* INSTRUCCIÓN *
Según el texto sobre Kieslowski, ¿por qué volvió a presentarse a la escuela de cine de Lódz después de fracasar dos veces en las pruebas? Responde en una a tres oraciones.

No es extraño que la impaciencia de Kieslowski lo instara a anunciar que se retiraría del oficio de cineasta. Ni que se rebelara contra los que esperaban que fuese un ``animal político''. Personalidad polémica en su país natal, donde el cine fue, por varias décadas, tribuna para la discusión de los problemas ideológicos y espirituales nacionales, Kieslowski se inclinaba más que nunca hacia las emociones, hacia el mundo interno del individuo, sus opciones y necesidades, por encima de consideraciones políticas. Y no es que Kieslowski estuviera al margen del ``cine de disensión moral'' que expuso internacionalmente a Andrezj Wajda y Krzysztof Zanussi. También dio su cuota en ese marco, con su fuerte auto-definición de hombre polaco, que se niega a ser ``ciudadano del mundo''. A Polonia dio el sí; a la política, la rechazó, y había dicho basta!.
De origen muy humilde, hijo de un padre tuberculoso que deambuló por el país en búsqueda de salud en distintos sanatorios, Kieslowski desarrolló un tono a veces displicente, cierto desaliento que lo llevó a mantener un diario de notas, para luego descartarlas y una memoria un tanto débil, quizá para cancelar el recuerdo de sus penurias y carencias en la infancia y la adolescencia.Según testimonió, su entrada a una escuela de arte fue fortuita, e ingresó a la escuela de cine de Lódz después de fracasar las pruebas en dos ocasiones para levantar el ánimo de su madre y para demostrarse que ``a la tercera, va la vencida''. Fue un error, admitía, porque era perezoso o estúpido; y si le dieran la oportunidad de volver el tiempo atrás y tomar la decisión de escoger una carrera, probablemente optaría por la primera (bombero) y se negaría a ser cineasta. Hizo cine por 30 años, pero si le hubiesen preguntan su opinión, diría que es una profesión costosa, agotadora y que otorga pocas satisfacciones en proporción al esfuerzo invertido.

(Ítems listados en un conjunto de datos)
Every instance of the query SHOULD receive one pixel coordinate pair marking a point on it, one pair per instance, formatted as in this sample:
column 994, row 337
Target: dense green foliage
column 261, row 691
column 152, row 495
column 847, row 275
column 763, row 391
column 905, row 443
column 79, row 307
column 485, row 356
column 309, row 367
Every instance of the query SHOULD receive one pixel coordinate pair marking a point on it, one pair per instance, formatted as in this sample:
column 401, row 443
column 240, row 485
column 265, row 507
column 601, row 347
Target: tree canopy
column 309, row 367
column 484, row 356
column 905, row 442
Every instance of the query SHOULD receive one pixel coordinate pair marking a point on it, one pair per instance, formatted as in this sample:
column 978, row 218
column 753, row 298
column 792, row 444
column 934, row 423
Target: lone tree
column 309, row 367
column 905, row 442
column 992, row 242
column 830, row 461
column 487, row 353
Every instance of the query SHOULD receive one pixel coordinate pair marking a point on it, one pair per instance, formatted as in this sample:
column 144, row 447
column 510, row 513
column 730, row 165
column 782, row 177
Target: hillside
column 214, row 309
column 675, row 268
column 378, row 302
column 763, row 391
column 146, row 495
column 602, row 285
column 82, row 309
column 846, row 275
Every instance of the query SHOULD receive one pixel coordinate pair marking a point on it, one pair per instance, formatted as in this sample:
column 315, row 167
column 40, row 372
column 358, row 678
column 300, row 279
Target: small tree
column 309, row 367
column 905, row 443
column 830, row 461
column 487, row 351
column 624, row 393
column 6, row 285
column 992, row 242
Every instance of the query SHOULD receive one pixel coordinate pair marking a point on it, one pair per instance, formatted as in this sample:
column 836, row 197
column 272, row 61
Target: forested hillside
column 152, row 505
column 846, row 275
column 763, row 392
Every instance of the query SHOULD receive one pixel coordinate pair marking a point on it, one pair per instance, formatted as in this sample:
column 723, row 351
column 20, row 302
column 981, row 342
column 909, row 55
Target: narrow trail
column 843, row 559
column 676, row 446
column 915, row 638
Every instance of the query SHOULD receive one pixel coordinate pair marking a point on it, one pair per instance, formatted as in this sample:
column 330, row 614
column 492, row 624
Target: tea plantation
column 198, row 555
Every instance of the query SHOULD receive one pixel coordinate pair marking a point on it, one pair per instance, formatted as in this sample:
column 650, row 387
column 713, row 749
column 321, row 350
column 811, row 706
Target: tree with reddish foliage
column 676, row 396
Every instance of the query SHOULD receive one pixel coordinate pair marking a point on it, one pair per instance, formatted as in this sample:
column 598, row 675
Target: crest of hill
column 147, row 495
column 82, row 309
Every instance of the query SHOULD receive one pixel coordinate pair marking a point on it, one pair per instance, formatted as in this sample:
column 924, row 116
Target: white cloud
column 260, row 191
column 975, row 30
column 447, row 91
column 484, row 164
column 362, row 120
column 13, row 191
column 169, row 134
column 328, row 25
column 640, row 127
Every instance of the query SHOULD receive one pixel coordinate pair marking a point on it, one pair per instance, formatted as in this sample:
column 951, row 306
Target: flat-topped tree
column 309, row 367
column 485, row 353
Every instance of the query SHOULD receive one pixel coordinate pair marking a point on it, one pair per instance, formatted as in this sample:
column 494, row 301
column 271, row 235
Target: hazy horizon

* RESULTADO *
Volvió a intentarlo para levantarle el ánimo a su madre. También quería demostrarse a sí mismo que "a la tercera, va la vencida".